**What to produce**
Lines that contain "rough" are to be copied from the material, every one of them.

= Beginning of Section =

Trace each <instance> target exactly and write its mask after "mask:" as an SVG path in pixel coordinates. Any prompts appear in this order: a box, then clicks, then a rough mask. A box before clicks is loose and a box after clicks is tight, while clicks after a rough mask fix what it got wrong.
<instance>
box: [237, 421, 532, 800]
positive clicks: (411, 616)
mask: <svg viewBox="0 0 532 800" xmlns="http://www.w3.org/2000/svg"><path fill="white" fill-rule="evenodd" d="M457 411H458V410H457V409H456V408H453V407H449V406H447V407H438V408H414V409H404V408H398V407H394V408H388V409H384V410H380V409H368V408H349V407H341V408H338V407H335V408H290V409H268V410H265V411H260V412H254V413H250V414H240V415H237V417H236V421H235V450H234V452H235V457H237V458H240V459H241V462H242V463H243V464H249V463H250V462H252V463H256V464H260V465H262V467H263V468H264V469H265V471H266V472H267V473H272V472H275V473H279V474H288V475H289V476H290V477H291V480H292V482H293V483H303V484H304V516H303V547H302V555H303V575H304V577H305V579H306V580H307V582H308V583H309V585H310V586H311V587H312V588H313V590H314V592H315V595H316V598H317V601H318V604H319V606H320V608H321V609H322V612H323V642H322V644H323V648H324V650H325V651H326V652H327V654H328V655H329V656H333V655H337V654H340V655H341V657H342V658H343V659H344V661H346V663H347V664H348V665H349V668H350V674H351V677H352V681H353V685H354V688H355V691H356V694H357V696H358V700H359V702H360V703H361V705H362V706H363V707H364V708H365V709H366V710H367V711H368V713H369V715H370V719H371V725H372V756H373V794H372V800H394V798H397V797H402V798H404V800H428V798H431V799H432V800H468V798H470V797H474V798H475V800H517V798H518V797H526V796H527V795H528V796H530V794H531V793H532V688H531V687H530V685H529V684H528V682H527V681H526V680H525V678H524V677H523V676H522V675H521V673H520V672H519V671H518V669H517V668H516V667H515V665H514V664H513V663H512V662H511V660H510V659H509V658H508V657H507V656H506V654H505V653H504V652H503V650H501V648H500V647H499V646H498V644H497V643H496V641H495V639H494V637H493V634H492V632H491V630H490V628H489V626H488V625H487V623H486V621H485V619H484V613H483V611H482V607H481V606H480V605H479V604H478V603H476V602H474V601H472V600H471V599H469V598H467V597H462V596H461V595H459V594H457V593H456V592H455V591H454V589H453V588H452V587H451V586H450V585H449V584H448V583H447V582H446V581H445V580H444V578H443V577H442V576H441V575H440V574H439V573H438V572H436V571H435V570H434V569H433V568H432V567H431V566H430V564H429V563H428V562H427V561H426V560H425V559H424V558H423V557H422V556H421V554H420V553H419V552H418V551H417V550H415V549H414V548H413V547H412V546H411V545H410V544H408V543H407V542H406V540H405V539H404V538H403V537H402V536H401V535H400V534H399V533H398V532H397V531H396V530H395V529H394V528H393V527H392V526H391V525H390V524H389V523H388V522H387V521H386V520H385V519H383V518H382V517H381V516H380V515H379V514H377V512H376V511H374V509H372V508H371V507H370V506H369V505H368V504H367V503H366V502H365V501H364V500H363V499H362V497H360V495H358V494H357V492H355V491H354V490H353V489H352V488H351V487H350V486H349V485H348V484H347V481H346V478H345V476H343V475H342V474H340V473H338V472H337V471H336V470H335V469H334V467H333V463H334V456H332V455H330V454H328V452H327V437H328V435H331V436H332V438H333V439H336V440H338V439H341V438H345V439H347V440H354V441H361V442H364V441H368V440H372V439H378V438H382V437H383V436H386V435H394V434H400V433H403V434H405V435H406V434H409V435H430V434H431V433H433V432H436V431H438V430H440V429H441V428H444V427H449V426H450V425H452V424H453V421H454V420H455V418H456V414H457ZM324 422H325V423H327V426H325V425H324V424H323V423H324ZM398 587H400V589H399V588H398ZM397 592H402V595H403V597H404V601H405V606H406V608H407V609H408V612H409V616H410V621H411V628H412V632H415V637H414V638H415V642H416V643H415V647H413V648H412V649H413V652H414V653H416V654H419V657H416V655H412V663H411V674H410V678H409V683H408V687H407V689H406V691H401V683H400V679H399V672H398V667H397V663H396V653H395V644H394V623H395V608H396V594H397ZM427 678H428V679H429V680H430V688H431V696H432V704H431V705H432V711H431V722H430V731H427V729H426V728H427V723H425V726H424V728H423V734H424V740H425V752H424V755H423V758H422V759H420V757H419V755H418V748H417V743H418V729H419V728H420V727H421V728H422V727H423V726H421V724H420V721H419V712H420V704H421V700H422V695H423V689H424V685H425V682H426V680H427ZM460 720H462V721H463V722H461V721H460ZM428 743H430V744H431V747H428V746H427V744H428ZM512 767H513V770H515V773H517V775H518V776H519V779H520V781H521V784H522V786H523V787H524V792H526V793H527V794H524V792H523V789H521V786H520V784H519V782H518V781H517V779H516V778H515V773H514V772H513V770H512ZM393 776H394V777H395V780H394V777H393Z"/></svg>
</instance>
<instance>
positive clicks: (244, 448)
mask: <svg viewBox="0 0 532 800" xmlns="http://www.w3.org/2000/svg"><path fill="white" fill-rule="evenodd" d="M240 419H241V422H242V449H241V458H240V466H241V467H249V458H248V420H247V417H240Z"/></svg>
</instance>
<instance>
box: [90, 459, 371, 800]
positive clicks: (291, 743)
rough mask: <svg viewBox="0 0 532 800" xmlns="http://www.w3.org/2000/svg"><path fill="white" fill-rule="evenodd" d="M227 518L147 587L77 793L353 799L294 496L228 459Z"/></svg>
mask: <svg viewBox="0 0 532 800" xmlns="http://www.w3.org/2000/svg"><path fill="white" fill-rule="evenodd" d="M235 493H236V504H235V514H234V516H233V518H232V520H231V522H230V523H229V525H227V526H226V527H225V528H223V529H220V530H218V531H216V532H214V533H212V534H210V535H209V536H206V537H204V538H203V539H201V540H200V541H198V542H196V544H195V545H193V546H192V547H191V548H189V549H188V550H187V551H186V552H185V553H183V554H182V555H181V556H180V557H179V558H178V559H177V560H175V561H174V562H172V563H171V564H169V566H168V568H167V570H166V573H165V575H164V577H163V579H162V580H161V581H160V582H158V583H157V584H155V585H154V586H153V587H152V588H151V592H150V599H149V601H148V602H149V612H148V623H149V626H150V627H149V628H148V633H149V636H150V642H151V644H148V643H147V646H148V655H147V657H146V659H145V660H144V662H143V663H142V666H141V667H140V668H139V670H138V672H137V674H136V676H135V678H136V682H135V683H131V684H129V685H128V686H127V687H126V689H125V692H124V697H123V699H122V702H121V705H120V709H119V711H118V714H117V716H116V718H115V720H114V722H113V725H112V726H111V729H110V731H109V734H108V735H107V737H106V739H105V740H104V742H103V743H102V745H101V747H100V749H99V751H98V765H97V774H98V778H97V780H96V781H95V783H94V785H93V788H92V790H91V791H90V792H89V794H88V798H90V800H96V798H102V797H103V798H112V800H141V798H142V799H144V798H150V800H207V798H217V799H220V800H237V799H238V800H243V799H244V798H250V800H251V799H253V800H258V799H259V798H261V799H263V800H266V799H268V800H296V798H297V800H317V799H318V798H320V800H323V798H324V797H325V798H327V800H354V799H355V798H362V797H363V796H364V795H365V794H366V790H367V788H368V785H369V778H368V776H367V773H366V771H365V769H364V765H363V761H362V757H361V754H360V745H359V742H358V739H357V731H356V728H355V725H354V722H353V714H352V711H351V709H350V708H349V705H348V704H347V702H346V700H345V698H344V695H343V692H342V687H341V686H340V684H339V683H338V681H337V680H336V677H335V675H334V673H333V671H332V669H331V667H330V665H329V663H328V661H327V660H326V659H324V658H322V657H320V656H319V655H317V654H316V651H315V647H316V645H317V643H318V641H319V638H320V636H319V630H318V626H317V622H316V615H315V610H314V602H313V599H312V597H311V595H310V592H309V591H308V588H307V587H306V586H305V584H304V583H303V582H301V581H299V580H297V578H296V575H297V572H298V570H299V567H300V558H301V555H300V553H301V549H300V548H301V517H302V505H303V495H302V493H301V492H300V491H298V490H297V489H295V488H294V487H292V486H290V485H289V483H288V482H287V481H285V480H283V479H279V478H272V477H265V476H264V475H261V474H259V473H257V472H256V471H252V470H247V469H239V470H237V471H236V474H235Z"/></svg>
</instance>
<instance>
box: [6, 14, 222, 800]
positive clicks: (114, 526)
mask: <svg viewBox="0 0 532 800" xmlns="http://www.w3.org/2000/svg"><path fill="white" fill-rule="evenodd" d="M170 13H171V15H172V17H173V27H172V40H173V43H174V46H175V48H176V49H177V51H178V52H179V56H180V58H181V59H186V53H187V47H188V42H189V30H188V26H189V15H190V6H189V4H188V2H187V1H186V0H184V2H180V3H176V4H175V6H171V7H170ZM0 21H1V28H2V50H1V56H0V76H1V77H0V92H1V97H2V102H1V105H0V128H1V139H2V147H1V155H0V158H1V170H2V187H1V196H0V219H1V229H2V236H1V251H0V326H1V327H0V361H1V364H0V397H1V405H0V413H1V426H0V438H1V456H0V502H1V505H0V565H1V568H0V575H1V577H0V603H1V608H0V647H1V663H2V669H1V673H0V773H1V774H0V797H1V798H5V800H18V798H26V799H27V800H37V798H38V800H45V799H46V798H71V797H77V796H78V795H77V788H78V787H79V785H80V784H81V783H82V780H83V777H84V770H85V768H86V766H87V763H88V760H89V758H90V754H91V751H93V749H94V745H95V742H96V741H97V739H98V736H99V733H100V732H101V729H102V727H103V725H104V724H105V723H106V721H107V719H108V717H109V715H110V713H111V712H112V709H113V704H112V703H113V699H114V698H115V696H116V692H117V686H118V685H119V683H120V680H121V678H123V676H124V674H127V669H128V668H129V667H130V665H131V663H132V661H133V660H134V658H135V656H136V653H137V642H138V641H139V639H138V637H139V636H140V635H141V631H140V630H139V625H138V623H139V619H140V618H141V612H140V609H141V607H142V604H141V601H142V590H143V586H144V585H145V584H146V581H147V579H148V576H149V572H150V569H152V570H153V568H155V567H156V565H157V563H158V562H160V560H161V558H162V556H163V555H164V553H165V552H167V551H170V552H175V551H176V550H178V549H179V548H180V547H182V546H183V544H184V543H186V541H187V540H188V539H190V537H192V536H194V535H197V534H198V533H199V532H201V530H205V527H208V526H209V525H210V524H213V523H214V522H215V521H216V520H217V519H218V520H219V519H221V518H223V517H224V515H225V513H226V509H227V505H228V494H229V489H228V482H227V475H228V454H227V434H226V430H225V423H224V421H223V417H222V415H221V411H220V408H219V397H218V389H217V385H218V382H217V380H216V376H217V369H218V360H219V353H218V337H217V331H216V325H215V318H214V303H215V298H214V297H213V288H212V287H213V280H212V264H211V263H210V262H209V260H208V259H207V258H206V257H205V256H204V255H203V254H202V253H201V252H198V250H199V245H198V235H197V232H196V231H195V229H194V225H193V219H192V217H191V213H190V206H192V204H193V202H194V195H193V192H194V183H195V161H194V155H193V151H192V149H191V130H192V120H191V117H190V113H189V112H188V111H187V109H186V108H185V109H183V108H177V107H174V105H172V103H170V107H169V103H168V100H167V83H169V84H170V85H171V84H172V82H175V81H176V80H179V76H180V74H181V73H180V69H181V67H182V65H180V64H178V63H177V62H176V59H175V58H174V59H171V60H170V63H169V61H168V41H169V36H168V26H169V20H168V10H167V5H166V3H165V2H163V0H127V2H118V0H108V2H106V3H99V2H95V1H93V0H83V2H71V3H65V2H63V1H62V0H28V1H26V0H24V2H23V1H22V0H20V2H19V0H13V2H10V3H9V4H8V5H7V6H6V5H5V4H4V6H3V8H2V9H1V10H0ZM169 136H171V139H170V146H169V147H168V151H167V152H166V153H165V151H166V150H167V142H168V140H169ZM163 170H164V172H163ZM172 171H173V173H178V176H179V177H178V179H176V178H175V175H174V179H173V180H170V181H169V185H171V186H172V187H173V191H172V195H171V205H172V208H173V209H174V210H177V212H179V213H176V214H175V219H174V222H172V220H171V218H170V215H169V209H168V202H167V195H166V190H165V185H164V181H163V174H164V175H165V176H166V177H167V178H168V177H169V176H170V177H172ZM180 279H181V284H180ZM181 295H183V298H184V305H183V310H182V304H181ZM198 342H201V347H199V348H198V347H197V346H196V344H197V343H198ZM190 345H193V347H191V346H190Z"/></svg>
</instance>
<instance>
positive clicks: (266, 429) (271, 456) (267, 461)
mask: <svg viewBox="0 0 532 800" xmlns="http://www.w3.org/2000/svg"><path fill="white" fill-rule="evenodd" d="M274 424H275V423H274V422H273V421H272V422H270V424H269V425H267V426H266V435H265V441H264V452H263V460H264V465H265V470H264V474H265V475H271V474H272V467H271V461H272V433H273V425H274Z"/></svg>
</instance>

= End of Section =

**Your response**
Trace each <instance> target exactly and write its mask after "mask:" as an SVG path in pixel coordinates. Any prompts appear in this order: a box, then clicks, then a rough mask. A box before clicks is loose and a box after clicks is tight, while clicks after a rough mask fix what it got wrong.
rough mask: <svg viewBox="0 0 532 800" xmlns="http://www.w3.org/2000/svg"><path fill="white" fill-rule="evenodd" d="M227 518L147 587L77 793L353 799L294 496L228 459Z"/></svg>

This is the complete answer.